● Saved entries:
· · · ·

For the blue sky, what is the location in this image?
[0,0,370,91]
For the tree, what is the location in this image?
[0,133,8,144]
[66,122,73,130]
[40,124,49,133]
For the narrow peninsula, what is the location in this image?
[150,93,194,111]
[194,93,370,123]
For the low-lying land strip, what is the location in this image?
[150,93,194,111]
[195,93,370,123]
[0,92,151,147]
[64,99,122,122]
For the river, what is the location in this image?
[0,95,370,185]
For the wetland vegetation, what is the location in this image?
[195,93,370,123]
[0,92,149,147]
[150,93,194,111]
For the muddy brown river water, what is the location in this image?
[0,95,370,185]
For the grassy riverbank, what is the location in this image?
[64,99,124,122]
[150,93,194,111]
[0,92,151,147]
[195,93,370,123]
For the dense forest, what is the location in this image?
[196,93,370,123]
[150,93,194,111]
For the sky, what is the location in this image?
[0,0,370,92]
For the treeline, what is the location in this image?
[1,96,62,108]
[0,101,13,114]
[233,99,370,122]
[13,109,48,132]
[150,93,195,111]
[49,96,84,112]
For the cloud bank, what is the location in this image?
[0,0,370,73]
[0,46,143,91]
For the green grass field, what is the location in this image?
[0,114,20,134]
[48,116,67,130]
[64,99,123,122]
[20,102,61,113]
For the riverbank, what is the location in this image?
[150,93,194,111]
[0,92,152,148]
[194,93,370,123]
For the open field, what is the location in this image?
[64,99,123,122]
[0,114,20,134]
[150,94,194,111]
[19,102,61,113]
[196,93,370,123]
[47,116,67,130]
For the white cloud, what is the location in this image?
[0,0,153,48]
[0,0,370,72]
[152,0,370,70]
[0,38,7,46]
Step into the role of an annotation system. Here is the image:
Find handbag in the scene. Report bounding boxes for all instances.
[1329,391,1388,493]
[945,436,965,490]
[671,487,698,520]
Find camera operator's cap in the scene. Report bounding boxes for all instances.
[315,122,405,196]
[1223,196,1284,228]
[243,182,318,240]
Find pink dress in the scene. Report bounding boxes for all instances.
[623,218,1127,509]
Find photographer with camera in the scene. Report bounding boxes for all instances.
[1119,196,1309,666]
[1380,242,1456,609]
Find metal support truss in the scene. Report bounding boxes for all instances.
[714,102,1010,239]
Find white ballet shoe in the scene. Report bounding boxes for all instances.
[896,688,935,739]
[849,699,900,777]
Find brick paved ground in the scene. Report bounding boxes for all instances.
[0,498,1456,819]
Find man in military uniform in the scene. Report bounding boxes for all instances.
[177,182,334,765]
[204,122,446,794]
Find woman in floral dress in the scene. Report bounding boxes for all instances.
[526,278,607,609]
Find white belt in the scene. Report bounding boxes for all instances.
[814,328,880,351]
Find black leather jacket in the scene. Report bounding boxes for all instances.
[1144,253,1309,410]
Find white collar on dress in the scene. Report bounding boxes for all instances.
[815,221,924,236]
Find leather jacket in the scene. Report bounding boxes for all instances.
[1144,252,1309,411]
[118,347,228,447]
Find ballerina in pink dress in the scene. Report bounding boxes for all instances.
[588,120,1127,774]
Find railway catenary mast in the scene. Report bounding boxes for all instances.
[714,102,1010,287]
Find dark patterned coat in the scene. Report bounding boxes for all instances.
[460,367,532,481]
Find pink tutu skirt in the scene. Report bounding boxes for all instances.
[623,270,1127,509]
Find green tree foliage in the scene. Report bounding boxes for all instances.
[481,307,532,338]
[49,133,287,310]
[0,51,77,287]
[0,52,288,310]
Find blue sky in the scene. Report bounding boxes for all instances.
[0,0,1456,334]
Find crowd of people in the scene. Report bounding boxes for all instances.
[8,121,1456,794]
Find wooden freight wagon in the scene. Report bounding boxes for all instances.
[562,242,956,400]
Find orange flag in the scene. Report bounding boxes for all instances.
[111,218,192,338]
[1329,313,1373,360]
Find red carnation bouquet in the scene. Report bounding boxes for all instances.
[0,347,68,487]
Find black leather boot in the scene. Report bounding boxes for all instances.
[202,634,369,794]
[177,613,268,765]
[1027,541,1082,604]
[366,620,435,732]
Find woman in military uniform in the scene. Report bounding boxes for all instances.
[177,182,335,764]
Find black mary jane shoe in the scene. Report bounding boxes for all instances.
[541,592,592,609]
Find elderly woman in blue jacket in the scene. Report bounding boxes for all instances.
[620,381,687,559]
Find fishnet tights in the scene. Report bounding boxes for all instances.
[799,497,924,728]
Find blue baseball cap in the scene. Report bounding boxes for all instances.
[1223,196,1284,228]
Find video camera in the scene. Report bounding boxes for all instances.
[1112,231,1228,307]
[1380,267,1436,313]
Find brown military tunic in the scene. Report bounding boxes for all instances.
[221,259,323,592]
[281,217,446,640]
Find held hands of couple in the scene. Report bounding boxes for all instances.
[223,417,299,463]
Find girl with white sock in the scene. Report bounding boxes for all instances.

· · · ·

● Task to complete: Pull out each line in the records that contains the word "uniform". Upper and lower case must match.

● Answer in full:
Find man in military uniform in the scene. Report bounding boxes for all instances.
Find woman in military uniform in the scene. Report bounding boxes for all instances.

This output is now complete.